◆ Stated exercise
Copy the lines below, swapping every occurrence of "photo" for "image" and keeping everything else the same. Leave out the pictures.

━━━━━ Input data

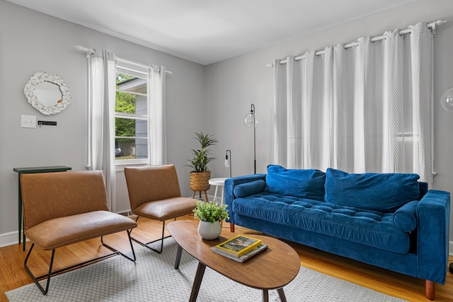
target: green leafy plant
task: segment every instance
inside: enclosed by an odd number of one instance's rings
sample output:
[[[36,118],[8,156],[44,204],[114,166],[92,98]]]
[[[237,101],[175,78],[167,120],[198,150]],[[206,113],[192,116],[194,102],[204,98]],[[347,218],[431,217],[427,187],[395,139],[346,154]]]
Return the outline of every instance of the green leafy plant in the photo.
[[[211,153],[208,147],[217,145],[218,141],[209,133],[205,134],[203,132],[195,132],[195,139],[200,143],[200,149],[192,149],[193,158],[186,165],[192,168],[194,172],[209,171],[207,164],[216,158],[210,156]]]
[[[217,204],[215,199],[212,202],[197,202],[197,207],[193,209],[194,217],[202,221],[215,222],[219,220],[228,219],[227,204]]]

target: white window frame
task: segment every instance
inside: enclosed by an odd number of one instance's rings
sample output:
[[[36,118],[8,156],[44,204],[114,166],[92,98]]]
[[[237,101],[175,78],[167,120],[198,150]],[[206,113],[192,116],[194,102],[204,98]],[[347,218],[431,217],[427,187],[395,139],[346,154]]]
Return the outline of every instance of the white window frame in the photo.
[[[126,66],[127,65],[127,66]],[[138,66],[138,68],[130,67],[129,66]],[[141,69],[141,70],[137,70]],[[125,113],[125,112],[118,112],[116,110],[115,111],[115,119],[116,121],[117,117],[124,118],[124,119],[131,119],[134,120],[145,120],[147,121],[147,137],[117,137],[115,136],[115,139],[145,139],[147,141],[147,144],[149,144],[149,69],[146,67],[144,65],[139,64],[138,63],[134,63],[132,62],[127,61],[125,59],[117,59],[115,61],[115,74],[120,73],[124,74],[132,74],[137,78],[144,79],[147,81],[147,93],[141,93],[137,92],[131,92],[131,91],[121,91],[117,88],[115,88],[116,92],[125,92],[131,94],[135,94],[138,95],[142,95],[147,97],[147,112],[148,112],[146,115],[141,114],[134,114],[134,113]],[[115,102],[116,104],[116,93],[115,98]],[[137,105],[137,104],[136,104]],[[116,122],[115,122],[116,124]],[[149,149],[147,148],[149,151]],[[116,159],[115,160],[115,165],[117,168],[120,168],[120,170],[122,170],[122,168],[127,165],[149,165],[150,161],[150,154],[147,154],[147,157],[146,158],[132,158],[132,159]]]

━━━━━━━━━━

◆ Result
target: green leafy plant
task: segment every instance
inside: enclosed by an odd number of one instance's rings
sample output:
[[[36,118],[8,156],[44,204],[114,166],[92,98]]]
[[[237,101],[175,78],[167,120],[198,150]],[[206,113],[192,116],[194,102],[204,98]],[[347,218],[431,217],[427,187],[395,139],[346,154]]]
Return the outline of every instance of the green leafy plant in the image.
[[[211,153],[208,147],[217,145],[218,141],[209,133],[205,134],[203,132],[195,132],[195,139],[200,143],[200,149],[192,149],[193,158],[186,165],[192,168],[194,172],[209,171],[207,164],[216,158],[210,156]]]
[[[217,204],[215,199],[212,202],[197,202],[197,207],[193,209],[194,217],[202,221],[215,222],[219,220],[228,219],[227,204]]]

target: white window frame
task: segment every instance
inside: enclosed by an odd number of one instance's rings
sample output:
[[[36,118],[8,156],[44,204],[114,166],[92,98]]]
[[[237,101],[175,78],[167,120],[198,150]],[[206,113],[192,116],[194,102],[204,98]],[[347,218],[431,217],[427,187],[395,139],[346,154]]]
Return the outline of every instance of the white window frame in the image.
[[[126,66],[127,65],[127,66]],[[138,66],[138,68],[130,67],[129,66]],[[141,69],[141,70],[137,70]],[[125,113],[125,112],[118,112],[116,110],[115,111],[115,119],[116,121],[117,117],[124,118],[124,119],[131,119],[134,120],[145,120],[147,121],[147,137],[117,137],[115,136],[115,139],[145,139],[147,141],[147,144],[149,144],[149,69],[146,67],[144,65],[139,64],[138,63],[134,63],[132,62],[127,61],[125,59],[117,59],[115,61],[115,74],[120,73],[124,74],[132,74],[137,78],[144,79],[147,81],[147,93],[141,93],[137,92],[131,92],[131,91],[121,91],[117,88],[115,88],[116,92],[125,92],[131,94],[135,94],[138,95],[142,95],[147,97],[147,112],[148,112],[146,115],[141,114],[134,114],[134,113]],[[115,102],[116,104],[116,93],[115,98]],[[137,105],[137,104],[136,104]],[[116,122],[115,122],[116,124]],[[149,149],[147,148],[149,151]],[[116,159],[115,160],[115,165],[117,168],[120,168],[120,170],[122,170],[122,168],[127,165],[149,165],[150,161],[150,154],[147,154],[147,157],[146,158],[132,158],[132,159]]]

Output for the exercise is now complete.